Return every line of the entries below that contains the word "green". Treat uppercase and lowercase as distinct.

━━━━━ Excerpted records ━━━━━

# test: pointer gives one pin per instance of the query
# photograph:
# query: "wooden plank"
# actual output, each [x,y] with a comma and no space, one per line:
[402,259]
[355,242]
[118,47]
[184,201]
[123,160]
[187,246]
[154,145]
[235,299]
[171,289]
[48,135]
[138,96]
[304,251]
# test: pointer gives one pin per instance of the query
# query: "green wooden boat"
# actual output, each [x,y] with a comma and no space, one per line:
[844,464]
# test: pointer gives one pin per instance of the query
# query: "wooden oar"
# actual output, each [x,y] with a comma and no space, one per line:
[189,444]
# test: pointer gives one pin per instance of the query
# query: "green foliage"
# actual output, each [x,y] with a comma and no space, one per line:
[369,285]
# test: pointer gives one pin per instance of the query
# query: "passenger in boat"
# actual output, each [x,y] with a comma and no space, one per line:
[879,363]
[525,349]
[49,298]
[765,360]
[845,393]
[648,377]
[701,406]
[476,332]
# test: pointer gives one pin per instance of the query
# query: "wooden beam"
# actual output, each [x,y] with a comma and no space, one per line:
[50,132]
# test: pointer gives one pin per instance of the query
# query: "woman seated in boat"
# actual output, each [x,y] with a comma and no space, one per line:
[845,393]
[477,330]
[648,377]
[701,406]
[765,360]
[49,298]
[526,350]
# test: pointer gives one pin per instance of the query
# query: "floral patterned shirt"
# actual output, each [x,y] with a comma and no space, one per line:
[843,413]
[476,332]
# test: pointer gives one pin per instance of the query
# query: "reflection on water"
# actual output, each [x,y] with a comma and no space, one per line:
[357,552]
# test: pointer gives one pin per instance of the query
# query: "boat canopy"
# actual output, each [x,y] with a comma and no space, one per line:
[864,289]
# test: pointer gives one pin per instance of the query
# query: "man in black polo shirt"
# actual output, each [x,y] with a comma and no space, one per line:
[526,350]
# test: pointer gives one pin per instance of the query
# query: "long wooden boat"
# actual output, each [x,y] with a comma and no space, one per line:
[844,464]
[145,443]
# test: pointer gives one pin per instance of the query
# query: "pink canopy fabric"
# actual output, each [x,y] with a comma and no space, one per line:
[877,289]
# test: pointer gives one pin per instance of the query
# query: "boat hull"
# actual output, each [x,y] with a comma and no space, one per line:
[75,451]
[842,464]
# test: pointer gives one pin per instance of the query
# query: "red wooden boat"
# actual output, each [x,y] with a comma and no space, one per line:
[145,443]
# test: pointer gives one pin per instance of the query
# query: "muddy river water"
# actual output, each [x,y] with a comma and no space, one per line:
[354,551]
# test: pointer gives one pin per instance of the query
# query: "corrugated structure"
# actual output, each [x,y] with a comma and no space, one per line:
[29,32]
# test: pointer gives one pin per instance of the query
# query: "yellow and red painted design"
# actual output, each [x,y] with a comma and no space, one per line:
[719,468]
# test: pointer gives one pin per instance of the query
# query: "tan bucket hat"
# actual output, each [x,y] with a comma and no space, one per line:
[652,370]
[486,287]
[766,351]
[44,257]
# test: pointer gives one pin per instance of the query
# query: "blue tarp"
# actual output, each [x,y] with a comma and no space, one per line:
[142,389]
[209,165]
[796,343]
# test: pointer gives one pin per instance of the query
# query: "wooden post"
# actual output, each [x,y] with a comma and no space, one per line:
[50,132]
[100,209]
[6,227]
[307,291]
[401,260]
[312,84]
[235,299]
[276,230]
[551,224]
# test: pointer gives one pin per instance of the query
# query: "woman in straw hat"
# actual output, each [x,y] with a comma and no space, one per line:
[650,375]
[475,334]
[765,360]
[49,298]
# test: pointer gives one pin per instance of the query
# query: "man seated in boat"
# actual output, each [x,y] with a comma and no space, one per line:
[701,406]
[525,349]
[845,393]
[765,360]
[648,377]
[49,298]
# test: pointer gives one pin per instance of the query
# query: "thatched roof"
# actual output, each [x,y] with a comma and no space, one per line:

━━━━━

* Result of the exercise:
# query: "green wooden boat"
# query: "green foliage"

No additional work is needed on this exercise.